**Text to read**
Change Management
Information systems are not static. Organizations regularly modify their hardware, software, and configurations to fix bugs, add features, address security vulnerabilities, and meet evolving business requirements. Without a structured process for managing these changes, organizations risk introducing errors, creating security holes, or disrupting critical business operations. Change management is the set of processes and controls that govern how changes to information systems are requested, evaluated, approved, tested, implemented, and monitored.
This section covers the purpose of change management, the tools and documentation used, the environments involved, the types of testing performed, system conversion approaches, patch management, and how to test change control policies — including in organizations that use continuous integration and continuous deployment (CI/CD).
The ISC exam tests change management across all three skill levels. You must be able to explain the purpose and components of change management (Remembering and Understanding), test the design and implementation of change control policies (Application), and perform walkthroughs to compare observed procedures against documented requirements (Application).
Purpose of Change Management
Change management ensures that modifications to an organization's information systems are:
- Authorized — Only approved changes are implemented
- Tested — Changes are verified to work correctly before deployment
- Documented — A complete record of what was changed, by whom, and when is maintained
- Controlled — Changes follow a defined process that includes appropriate segregation of duties
- Reversible — Rollback procedures exist in case a change causes unexpected problems
Without effective change management:
- Unauthorized changes can introduce vulnerabilities or errors into production systems
- Untested changes can corrupt data or disrupt business processes
- Undocumented changes make it impossible to trace the cause of problems
- Lack of segregation of duties allows developers to modify production code without oversight
Change management failures are among the most commonly tested deficiencies on the ISC exam. A scenario where a developer can move code directly into production without testing or approval represents a breakdown in multiple control principles — authorization, segregation of duties, and testing.

**Dataset excerpt**
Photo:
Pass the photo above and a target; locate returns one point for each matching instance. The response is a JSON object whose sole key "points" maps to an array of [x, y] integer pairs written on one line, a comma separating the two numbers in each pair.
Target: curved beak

**Work to do**
(1) In the change management text, which three control principles break down when a developer can move code directly into production without testing or approval?
(2) Reproduce word for word the passage of the change management text starting at "This section covers" and ending at "continuous deployment (CI/CD).".

**Complete answers**
(1) Authorization, segregation of duties, and testing.

(2)
This section covers the purpose of change management, the tools and documentation used, the environments involved, the types of testing performed, system conversion approaches, patch management, and how to test change control policies — including in organizations that use continuous integration and continuous deployment (CI/CD).